#### Exercise
Set down exactly the lines from the one containing "positive clicks: (158, 99)" through the last line of the data below, and no others.

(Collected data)
*** Begin section ***
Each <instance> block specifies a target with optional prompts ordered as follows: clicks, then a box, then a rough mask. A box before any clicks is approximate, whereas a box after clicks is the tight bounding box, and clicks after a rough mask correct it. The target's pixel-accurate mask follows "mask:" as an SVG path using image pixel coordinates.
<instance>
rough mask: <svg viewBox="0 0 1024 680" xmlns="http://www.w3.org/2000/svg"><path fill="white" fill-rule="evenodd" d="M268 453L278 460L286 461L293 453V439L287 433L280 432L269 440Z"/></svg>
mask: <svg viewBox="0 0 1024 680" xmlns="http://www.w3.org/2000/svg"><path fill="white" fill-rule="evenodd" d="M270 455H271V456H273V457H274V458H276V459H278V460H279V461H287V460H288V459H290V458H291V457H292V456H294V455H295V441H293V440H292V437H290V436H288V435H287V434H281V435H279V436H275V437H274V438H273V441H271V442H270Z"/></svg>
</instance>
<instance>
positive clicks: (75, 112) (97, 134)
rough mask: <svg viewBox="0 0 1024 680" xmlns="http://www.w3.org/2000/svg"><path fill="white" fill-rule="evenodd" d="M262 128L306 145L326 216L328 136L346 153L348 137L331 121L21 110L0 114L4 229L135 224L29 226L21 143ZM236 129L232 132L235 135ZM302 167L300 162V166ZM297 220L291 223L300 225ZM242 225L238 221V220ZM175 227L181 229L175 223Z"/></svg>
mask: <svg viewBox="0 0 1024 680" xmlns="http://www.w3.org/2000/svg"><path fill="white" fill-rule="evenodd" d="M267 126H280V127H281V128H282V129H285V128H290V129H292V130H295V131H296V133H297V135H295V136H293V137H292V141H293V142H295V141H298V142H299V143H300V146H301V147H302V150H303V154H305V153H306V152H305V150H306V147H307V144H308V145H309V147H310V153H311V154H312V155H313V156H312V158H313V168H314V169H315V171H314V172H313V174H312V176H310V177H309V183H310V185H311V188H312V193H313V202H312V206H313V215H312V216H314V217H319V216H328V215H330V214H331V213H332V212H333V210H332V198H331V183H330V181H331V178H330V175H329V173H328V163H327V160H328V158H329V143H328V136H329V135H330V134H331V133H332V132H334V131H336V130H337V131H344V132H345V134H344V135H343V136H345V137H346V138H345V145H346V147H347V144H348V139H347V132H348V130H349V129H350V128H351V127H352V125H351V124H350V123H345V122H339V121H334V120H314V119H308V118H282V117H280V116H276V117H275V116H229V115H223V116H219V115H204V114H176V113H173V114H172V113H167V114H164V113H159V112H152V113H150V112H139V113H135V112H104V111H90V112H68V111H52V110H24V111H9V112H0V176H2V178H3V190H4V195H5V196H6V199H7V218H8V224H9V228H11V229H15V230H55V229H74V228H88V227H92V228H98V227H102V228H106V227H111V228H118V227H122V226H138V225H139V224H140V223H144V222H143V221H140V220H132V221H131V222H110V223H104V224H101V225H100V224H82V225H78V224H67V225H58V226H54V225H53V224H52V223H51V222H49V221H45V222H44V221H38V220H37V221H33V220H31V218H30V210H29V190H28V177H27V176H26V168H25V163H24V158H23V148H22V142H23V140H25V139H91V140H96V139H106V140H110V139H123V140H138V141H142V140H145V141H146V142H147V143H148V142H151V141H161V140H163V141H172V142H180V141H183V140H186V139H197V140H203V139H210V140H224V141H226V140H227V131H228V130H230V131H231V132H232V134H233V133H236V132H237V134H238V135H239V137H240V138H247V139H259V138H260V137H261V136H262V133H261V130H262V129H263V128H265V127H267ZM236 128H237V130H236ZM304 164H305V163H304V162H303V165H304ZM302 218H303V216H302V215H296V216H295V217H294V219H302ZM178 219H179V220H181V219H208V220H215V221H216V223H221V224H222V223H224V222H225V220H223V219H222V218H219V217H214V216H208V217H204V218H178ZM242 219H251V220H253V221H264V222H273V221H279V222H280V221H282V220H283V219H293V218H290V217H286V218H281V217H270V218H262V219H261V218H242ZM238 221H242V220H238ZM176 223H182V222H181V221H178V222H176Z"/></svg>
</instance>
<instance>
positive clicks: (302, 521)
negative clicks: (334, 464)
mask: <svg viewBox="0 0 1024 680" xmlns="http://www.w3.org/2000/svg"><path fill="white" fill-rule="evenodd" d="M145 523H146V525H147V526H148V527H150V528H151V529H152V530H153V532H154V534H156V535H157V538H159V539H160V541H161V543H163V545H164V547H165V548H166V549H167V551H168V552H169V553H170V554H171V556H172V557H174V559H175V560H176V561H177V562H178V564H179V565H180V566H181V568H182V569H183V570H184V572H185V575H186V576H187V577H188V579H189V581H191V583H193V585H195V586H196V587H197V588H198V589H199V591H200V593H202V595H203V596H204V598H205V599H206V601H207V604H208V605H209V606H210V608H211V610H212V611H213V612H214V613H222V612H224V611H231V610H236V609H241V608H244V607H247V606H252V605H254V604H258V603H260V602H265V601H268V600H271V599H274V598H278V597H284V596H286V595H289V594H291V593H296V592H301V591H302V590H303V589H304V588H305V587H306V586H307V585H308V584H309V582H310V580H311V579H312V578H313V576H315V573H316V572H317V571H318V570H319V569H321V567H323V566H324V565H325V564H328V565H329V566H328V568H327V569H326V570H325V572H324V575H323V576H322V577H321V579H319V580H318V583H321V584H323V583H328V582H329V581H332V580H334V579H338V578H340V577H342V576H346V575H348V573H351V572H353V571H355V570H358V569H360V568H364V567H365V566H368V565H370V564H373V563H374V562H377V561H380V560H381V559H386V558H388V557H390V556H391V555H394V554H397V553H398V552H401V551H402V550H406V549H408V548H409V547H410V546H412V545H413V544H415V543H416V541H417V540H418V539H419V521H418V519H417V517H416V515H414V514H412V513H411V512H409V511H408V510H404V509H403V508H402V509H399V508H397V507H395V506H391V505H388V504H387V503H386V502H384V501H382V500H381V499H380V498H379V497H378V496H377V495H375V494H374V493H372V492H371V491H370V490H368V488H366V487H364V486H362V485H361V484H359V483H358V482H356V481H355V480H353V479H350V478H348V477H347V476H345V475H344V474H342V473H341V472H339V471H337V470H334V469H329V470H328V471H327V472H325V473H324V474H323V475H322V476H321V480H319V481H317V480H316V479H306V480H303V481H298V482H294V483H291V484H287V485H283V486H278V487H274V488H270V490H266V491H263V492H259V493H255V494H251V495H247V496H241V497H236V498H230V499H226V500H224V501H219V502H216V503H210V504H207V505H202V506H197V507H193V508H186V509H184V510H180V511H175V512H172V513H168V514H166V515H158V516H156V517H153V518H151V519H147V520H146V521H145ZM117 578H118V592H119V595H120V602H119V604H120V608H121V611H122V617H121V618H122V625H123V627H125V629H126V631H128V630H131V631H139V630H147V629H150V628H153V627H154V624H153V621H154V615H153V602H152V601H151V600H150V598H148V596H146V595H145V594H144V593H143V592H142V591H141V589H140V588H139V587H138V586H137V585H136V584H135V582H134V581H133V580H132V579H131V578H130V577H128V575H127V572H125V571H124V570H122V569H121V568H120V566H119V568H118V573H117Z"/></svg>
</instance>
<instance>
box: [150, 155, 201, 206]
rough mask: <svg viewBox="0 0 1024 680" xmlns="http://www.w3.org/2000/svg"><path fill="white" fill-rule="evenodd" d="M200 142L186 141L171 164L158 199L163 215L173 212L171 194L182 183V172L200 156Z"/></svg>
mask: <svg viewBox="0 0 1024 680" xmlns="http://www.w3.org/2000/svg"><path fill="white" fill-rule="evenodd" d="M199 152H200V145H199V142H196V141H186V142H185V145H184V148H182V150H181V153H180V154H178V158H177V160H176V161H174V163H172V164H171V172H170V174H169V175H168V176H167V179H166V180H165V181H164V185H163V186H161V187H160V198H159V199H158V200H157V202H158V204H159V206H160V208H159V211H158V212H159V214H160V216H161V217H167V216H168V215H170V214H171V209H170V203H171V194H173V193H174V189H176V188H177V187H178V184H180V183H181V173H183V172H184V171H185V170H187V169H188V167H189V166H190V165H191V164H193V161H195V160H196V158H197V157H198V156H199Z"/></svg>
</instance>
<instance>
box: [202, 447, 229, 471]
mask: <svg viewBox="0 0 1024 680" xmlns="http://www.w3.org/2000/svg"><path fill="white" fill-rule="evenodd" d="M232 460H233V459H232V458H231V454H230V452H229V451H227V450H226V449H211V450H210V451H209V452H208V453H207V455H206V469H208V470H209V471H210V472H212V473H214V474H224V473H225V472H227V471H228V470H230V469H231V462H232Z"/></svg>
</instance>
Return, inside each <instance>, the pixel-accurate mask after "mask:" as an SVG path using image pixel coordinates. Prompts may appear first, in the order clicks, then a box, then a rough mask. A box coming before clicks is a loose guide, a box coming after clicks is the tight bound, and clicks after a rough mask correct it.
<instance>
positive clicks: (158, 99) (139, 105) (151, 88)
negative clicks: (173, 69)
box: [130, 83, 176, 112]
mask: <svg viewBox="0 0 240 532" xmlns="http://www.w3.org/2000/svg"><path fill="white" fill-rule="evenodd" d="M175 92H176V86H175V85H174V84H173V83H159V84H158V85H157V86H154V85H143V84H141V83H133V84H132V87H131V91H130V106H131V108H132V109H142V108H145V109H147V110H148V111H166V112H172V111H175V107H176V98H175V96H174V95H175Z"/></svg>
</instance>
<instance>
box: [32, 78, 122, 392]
*** End section ***
#### Answer to this task
positive clicks: (158, 99) (139, 105) (151, 88)
negative clicks: (173, 69)
box: [130, 83, 176, 112]
mask: <svg viewBox="0 0 240 532" xmlns="http://www.w3.org/2000/svg"><path fill="white" fill-rule="evenodd" d="M175 92H176V86H175V85H174V84H173V83H159V84H158V85H157V86H154V85H143V84H141V83H133V84H132V87H131V91H130V106H131V108H132V109H142V108H145V109H147V110H148V111H166V112H172V111H175V107H176V98H175V96H174V95H175Z"/></svg>
</instance>
<instance>
box: [32, 78, 122, 392]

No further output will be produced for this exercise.